The only thing more thrilling than the prospect of a new Paul Thomas Anderson film is the prospect of a new Paul Thomas Anderson film set in contemporary America that takes its inspiration from a novel deconstructing the rise of fascism and repression in the Nixon and Reagan eras. Anderson's most towering and fascinating works strive to understand what is so fundamentally broken at the country's core, swirling around the rampant greed and anger that fuels our constant self-destruction. Put it all in a boiling pot of revolutionaries colliding with the military, the police, and the government – the result is sure to be explosive.
It Was Just An Accident
dir. Jafar Panahi

Jafar Panahi's career is defined by rebellion, his repeated refusal to concede any of his rights or to accept the artistic oppression of the Iranian government has led to a multitude of arrests and constraints on his work – but rather than fade into obscurity, his work is consistently strengthened by his oppressors' attempts to silence him, his resolve to reject the regressive attitudes of the state resulting in a filmography of fascinating objects that stand firmly outside of the status quo. Palme d'Or winning It Was Just An Accident continues the rebellious streak that began with This Is Not A Film, filmed without government approval and in direct opposition to a multitude of typical Iranian cinema restrictions.

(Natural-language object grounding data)
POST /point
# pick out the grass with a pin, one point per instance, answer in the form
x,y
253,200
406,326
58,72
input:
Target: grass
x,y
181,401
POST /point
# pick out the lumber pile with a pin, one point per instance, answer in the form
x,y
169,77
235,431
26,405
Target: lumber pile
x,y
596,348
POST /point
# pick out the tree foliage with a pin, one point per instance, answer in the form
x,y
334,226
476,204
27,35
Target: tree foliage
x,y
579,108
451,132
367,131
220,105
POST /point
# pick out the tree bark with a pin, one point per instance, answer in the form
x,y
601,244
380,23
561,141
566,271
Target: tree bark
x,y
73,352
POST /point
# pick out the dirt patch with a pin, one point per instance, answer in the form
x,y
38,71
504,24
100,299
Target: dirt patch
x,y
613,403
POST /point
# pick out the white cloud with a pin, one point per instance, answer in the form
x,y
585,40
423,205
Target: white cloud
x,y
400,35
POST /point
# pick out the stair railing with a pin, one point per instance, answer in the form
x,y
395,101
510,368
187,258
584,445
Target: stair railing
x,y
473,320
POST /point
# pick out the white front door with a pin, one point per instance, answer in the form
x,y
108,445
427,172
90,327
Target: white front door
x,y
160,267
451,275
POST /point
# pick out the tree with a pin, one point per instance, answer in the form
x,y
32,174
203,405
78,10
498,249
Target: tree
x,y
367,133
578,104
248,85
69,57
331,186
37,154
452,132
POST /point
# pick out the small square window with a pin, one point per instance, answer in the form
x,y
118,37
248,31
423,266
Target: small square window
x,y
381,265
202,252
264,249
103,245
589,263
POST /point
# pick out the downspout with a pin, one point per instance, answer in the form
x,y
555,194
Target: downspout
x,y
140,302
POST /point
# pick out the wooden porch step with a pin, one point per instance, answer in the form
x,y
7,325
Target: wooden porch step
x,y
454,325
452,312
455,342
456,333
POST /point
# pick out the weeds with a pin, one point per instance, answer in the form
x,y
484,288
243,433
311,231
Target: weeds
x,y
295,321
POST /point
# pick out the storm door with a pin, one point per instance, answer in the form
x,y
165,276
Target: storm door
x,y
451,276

◆ ASSIGNMENT: Can you reproduce the entire film commentary above, word for word?

◆ SOLUTION TO THE PROBLEM:
The only thing more thrilling than the prospect of a new Paul Thomas Anderson film is the prospect of a new Paul Thomas Anderson film set in contemporary America that takes its inspiration from a novel deconstructing the rise of fascism and repression in the Nixon and Reagan eras. Anderson's most towering and fascinating works strive to understand what is so fundamentally broken at the country's core, swirling around the rampant greed and anger that fuels our constant self-destruction. Put it all in a boiling pot of revolutionaries colliding with the military, the police, and the government – the result is sure to be explosive.
It Was Just An Accident
dir. Jafar Panahi

Jafar Panahi's career is defined by rebellion, his repeated refusal to concede any of his rights or to accept the artistic oppression of the Iranian government has led to a multitude of arrests and constraints on his work – but rather than fade into obscurity, his work is consistently strengthened by his oppressors' attempts to silence him, his resolve to reject the regressive attitudes of the state resulting in a filmography of fascinating objects that stand firmly outside of the status quo. Palme d'Or winning It Was Just An Accident continues the rebellious streak that began with This Is Not A Film, filmed without government approval and in direct opposition to a multitude of typical Iranian cinema restrictions.